* [任务说明]
[a] 根据关于最小割树的文字,构建最小割树的算法复杂度是多少?
[b] 把关于最小割树的文字中以含有"1.任取两个点s,t求出在整"的词句开头、以"- submodularity(次模性/子模性)"结束的那一段一字不差地复制出来。
[c] 关于最小割树的文字在末尾停住了,请从那里往下续写。

* [阅读材料]
━━━━━━

最小割树:证明与例题

Definition

对于一张图(有向/无向),都能建立一棵Gomory-Hu Tree,树中节点对应图中节点,树上两点间的最小割等于图中两点间的最小割.

Algorithm

1.任取两个点s,t求出在整张图中的st最小割C,在最小割树中加入(s,t,|C|)的边.
2.在s和t的割集中分别递归操作.
3.在点集大小为1时停止操作.
显然操作次数是n-1,这样复杂度是O(n * Maxflow),大约是O(n^4).

Proof

一些性质

首先定义函数c(S)是有且仅有一个端点在点集S内的边的权值和函数.
在无向图中,该函数满足下列两个性质(虽然很多和该性质相关的问题是NP-Hard,但是针对c(S)的证明不难):
- submodularity(次模性/子模性)

━━━━━━

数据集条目
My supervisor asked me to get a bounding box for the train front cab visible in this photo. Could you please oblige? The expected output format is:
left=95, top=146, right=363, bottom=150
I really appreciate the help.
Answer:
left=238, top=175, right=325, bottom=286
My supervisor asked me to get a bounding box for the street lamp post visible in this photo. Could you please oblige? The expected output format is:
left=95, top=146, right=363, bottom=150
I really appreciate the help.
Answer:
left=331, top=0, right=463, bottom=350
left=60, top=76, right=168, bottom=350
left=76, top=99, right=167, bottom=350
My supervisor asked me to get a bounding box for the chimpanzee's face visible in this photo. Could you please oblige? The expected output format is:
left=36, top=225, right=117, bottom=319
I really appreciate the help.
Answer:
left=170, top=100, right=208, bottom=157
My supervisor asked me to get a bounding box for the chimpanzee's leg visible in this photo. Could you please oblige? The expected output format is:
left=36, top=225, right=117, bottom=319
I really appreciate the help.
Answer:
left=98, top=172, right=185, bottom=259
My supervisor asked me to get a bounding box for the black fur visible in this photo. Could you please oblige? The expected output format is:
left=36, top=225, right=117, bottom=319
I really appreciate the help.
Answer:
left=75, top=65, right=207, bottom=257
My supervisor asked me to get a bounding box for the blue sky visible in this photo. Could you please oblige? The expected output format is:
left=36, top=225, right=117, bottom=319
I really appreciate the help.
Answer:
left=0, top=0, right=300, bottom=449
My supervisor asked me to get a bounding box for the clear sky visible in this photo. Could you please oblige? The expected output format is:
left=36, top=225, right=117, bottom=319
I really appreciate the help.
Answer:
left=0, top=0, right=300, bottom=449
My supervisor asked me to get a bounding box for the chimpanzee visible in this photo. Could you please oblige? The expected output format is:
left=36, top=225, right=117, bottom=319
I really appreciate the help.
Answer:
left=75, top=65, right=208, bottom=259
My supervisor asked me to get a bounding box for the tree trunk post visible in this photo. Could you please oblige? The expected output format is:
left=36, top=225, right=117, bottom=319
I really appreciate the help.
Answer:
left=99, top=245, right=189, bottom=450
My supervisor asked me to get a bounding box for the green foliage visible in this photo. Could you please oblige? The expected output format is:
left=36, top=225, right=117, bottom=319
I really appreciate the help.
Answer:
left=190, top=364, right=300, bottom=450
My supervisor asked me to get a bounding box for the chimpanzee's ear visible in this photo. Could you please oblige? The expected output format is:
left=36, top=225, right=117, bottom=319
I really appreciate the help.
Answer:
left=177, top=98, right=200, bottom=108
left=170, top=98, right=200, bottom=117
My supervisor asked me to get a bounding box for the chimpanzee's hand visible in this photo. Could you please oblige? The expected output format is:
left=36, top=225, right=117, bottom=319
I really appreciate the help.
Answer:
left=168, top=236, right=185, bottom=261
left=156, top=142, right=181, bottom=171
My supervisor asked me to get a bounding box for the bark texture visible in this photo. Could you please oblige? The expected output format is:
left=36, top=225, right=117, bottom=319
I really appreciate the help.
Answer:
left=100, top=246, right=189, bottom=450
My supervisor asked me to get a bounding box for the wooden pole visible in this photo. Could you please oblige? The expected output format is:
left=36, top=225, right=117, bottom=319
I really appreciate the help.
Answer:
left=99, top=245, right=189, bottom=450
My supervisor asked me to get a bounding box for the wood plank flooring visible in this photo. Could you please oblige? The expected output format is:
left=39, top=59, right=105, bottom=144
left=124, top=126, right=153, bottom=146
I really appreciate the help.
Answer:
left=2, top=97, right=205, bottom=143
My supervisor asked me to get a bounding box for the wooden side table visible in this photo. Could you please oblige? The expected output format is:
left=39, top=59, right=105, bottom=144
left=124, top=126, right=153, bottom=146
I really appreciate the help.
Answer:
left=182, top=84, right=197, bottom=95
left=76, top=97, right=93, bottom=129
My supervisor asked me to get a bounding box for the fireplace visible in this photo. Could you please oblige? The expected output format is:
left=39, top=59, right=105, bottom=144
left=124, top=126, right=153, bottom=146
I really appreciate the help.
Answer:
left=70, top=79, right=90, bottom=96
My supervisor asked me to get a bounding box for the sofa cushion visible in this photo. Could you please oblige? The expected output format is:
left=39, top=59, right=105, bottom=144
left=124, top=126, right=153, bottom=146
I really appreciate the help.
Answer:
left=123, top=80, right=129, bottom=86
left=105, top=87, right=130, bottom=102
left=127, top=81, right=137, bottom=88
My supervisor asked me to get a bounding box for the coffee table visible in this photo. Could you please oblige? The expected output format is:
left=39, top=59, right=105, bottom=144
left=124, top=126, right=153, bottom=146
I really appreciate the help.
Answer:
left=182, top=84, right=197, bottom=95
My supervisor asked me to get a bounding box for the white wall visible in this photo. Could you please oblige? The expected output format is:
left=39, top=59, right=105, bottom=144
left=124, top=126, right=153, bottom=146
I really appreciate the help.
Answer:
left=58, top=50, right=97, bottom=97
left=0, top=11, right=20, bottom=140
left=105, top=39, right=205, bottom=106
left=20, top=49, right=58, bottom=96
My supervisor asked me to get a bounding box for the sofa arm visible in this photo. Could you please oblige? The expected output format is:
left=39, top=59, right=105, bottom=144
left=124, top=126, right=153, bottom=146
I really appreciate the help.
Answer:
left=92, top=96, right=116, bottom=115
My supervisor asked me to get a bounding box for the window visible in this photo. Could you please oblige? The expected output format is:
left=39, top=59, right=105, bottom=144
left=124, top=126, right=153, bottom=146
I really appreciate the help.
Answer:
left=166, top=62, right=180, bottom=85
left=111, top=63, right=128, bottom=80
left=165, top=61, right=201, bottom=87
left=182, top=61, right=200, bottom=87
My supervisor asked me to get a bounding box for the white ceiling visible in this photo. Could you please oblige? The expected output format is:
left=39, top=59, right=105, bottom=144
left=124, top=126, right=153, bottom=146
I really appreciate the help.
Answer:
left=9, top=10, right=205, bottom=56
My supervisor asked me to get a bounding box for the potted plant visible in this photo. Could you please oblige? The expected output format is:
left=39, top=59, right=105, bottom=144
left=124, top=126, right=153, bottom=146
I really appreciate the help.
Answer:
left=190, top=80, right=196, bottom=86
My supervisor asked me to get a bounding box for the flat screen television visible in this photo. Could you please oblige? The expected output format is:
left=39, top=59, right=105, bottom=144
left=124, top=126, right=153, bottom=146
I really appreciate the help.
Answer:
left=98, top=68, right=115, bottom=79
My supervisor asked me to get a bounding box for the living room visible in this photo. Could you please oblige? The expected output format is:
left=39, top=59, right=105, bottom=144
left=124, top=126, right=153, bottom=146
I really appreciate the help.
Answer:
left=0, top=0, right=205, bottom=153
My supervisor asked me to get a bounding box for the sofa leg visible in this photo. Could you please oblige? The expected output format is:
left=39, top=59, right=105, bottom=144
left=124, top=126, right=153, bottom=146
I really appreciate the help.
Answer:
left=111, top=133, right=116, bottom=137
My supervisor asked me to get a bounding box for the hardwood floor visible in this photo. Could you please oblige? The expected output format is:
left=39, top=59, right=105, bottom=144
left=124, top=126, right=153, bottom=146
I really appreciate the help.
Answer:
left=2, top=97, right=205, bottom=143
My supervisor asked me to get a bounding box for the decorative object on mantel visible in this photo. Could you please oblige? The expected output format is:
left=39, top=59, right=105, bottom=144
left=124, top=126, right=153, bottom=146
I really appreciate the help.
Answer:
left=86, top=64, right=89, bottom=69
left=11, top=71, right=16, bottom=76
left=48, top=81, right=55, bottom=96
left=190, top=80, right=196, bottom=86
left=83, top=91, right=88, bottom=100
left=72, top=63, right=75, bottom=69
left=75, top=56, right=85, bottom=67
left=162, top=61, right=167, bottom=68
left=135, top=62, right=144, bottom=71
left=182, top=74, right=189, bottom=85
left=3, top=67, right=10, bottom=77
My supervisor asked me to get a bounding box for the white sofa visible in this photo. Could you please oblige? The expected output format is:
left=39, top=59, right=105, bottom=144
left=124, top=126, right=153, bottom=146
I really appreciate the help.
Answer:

━━━━━━

* [参考答案]
[a] O(n * Maxflow),大约是O(n^4)。

[b]
1.任取两个点s,t求出在整张图中的st最小割C,在最小割树中加入(s,t,|C|)的边.
2.在s和t的割集中分别递归操作.
3.在点集大小为1时停止操作.
显然操作次数是n-1,这样复杂度是O(n * Maxflow),大约是O(n^4).

Proof

一些性质

首先定义函数c(S)是有且仅有一个端点在点集S内的边的权值和函数.
在无向图中,该函数满足下列两个性质(虽然很多和该性质相关的问题是NP-Hard,但是针对c(S)的证明不难):
- submodularity(次模性/子模性)

[c]
如图:$c(A) = a + c + e + f , c(B) = b + c + d + f$
$c(A \cup B) = a + b + c , c(A \cap B) = c + d + e$
所以$a+b+2c+d+e+2f \ge a+b+2c+d+e$
$\Rightarrow c(A) + c(B) \ge c(A \cup B) + c(A \cap B)$

• posi-modularity
  $c(A \setminus B) = a + d + f$
  $c(B \setminus A) = b + e + f$
  所以$a+b+2c+d+e+2f \ge a+b+d+e+2f$
  $\Rightarrow c(A) + c(B) \ge c(A \setminus B) + c(B \setminus A)$

证明

假设s-t割中,W是s所在的割集 , $u,v \in W$ , X是u-v割中u所在的割集.我们要证明存在一种割的方法, 使得$X \in W$.

1.t在X外
由于$c(X) + c(W) \ge c(X \cup W) + c(X \cap W)$
$c(X \cup W)$是s-t的一个割, 所以$c(X \cup W) \ge c(W)$
$c(X \cap W)$是u-v的一个割, 所以$c(X \cap W) \ge c(X)$
所以$c(X \cap W) = c(X)$
2.t在X内
由于$c(X) + c(W) \ge c(X \setminus W) + c(W \setminus X)$
$c(X \setminus W)$是s-t的一个割, 所以$c(X \setminus W) \ge c(W)$
$c(W \setminus X)$是u-v的一个割, 所以$c(W \setminus X) \ge c(X)$
所以$c(W \setminus X) = c(X)$
综上,总有一种方法使得$X \in W$.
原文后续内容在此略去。